PROMPT
Please report each line of the material below that contains the word "flowering", copying every such line in full. Letter case must match.

(Records from a data source)

— start —

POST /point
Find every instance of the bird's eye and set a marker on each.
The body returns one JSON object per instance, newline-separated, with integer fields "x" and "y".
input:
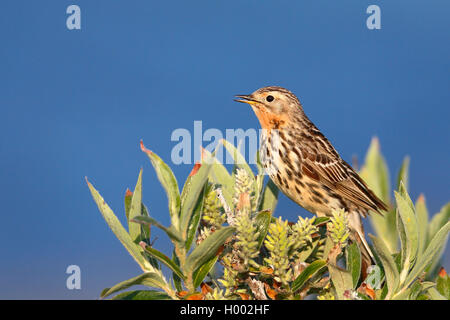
{"x": 270, "y": 98}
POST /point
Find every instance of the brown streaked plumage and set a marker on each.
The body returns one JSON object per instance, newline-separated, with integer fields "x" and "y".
{"x": 305, "y": 166}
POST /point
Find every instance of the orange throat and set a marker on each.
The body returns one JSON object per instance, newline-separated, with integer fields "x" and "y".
{"x": 269, "y": 120}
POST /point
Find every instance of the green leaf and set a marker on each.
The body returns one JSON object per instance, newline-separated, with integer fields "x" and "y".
{"x": 422, "y": 223}
{"x": 238, "y": 158}
{"x": 443, "y": 285}
{"x": 262, "y": 221}
{"x": 202, "y": 272}
{"x": 197, "y": 183}
{"x": 150, "y": 279}
{"x": 207, "y": 249}
{"x": 307, "y": 274}
{"x": 142, "y": 295}
{"x": 408, "y": 231}
{"x": 136, "y": 210}
{"x": 403, "y": 174}
{"x": 390, "y": 269}
{"x": 219, "y": 175}
{"x": 127, "y": 201}
{"x": 133, "y": 249}
{"x": 195, "y": 220}
{"x": 438, "y": 220}
{"x": 436, "y": 244}
{"x": 354, "y": 262}
{"x": 176, "y": 279}
{"x": 321, "y": 220}
{"x": 164, "y": 259}
{"x": 435, "y": 295}
{"x": 171, "y": 232}
{"x": 342, "y": 280}
{"x": 169, "y": 182}
{"x": 375, "y": 173}
{"x": 270, "y": 197}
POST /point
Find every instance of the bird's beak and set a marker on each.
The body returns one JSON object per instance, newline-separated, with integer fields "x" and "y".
{"x": 244, "y": 98}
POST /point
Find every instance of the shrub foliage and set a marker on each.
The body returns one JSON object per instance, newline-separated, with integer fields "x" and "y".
{"x": 228, "y": 245}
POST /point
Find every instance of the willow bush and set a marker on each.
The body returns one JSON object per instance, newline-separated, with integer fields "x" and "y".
{"x": 228, "y": 245}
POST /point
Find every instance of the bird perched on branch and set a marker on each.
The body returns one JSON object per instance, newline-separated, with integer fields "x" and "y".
{"x": 306, "y": 167}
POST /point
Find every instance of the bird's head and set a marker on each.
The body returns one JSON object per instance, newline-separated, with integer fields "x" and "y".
{"x": 274, "y": 107}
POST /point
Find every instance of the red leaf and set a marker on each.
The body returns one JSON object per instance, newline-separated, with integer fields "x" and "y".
{"x": 195, "y": 169}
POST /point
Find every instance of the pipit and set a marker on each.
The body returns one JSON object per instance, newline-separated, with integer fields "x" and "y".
{"x": 306, "y": 167}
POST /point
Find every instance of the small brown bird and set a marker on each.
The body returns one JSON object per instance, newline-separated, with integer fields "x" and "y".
{"x": 305, "y": 166}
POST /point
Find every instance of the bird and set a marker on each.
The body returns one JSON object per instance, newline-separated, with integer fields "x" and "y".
{"x": 306, "y": 167}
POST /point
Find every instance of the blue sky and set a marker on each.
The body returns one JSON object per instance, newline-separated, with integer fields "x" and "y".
{"x": 76, "y": 103}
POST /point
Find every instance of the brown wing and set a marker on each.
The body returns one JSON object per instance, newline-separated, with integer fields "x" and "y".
{"x": 341, "y": 178}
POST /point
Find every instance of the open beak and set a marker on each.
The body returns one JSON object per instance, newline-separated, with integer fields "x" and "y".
{"x": 244, "y": 98}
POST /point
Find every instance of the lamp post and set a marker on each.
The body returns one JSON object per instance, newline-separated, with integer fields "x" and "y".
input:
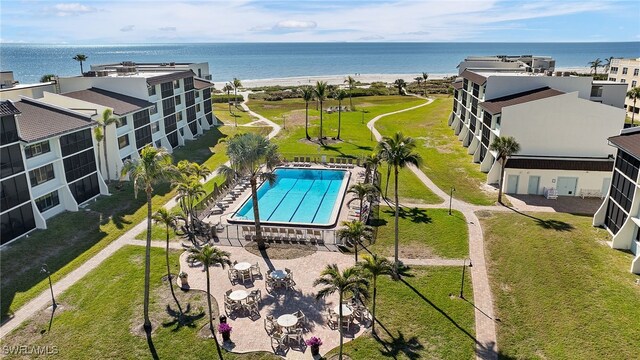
{"x": 451, "y": 198}
{"x": 45, "y": 270}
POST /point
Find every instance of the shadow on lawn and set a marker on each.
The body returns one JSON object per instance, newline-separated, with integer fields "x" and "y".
{"x": 414, "y": 214}
{"x": 552, "y": 224}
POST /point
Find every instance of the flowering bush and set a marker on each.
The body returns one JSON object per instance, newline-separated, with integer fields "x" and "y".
{"x": 314, "y": 341}
{"x": 224, "y": 328}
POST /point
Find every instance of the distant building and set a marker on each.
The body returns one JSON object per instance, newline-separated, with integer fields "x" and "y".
{"x": 626, "y": 71}
{"x": 561, "y": 124}
{"x": 527, "y": 63}
{"x": 620, "y": 211}
{"x": 52, "y": 166}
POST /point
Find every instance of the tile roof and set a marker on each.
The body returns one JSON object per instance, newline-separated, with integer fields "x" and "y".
{"x": 121, "y": 104}
{"x": 156, "y": 80}
{"x": 7, "y": 108}
{"x": 629, "y": 142}
{"x": 495, "y": 106}
{"x": 201, "y": 84}
{"x": 557, "y": 164}
{"x": 475, "y": 77}
{"x": 39, "y": 121}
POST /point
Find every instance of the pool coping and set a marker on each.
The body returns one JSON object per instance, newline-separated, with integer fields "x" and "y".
{"x": 335, "y": 212}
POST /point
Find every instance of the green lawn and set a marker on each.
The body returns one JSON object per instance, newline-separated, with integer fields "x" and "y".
{"x": 424, "y": 233}
{"x": 354, "y": 132}
{"x": 561, "y": 292}
{"x": 418, "y": 319}
{"x": 73, "y": 238}
{"x": 99, "y": 313}
{"x": 446, "y": 161}
{"x": 410, "y": 188}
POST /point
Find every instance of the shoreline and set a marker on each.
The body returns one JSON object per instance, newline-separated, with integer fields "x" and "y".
{"x": 364, "y": 78}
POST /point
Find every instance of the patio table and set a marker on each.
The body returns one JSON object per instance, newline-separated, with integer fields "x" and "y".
{"x": 238, "y": 295}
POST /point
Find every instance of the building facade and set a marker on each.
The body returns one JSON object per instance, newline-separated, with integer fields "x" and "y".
{"x": 620, "y": 211}
{"x": 58, "y": 151}
{"x": 626, "y": 71}
{"x": 561, "y": 124}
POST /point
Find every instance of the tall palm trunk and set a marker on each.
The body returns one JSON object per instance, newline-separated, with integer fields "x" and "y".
{"x": 397, "y": 212}
{"x": 306, "y": 120}
{"x": 169, "y": 274}
{"x": 340, "y": 325}
{"x": 256, "y": 213}
{"x": 147, "y": 263}
{"x": 373, "y": 311}
{"x": 104, "y": 149}
{"x": 500, "y": 181}
{"x": 211, "y": 315}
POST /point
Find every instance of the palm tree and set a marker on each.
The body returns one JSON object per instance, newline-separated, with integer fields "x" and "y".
{"x": 351, "y": 83}
{"x": 81, "y": 58}
{"x": 307, "y": 95}
{"x": 236, "y": 84}
{"x": 398, "y": 151}
{"x": 594, "y": 65}
{"x": 375, "y": 266}
{"x": 400, "y": 84}
{"x": 505, "y": 147}
{"x": 425, "y": 77}
{"x": 153, "y": 166}
{"x": 247, "y": 153}
{"x": 210, "y": 256}
{"x": 348, "y": 281}
{"x": 189, "y": 191}
{"x": 321, "y": 95}
{"x": 339, "y": 95}
{"x": 362, "y": 190}
{"x": 169, "y": 220}
{"x": 633, "y": 94}
{"x": 107, "y": 119}
{"x": 354, "y": 231}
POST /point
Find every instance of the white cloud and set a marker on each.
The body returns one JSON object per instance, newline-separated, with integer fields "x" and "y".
{"x": 70, "y": 9}
{"x": 296, "y": 25}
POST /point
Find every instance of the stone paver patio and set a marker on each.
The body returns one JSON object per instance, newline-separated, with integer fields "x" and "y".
{"x": 250, "y": 335}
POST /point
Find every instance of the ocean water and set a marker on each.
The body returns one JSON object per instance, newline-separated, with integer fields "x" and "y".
{"x": 298, "y": 196}
{"x": 274, "y": 60}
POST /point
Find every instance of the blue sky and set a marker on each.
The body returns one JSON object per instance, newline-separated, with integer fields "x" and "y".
{"x": 158, "y": 21}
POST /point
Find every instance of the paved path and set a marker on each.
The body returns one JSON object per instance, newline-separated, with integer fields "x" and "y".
{"x": 486, "y": 345}
{"x": 44, "y": 299}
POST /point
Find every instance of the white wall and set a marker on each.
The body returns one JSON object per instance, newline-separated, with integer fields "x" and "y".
{"x": 562, "y": 125}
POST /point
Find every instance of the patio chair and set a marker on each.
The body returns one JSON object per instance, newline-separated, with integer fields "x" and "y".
{"x": 255, "y": 269}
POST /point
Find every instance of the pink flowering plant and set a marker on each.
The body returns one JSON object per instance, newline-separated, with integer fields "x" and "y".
{"x": 314, "y": 341}
{"x": 224, "y": 328}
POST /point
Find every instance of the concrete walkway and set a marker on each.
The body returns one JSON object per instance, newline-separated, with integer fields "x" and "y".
{"x": 486, "y": 341}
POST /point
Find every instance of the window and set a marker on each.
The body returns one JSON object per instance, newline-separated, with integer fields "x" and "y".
{"x": 123, "y": 141}
{"x": 37, "y": 149}
{"x": 79, "y": 165}
{"x": 11, "y": 160}
{"x": 48, "y": 201}
{"x": 76, "y": 141}
{"x": 16, "y": 222}
{"x": 41, "y": 175}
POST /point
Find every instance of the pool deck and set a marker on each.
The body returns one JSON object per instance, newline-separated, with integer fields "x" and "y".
{"x": 232, "y": 231}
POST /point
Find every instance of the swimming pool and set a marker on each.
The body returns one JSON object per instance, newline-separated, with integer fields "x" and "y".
{"x": 298, "y": 197}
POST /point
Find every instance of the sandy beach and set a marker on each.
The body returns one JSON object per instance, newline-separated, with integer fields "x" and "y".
{"x": 363, "y": 78}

— end —

TASK OUTPUT
Find every instance of the flowering bush and set a marker on each.
Find every instance of the pink flowering plant and set a marker on each.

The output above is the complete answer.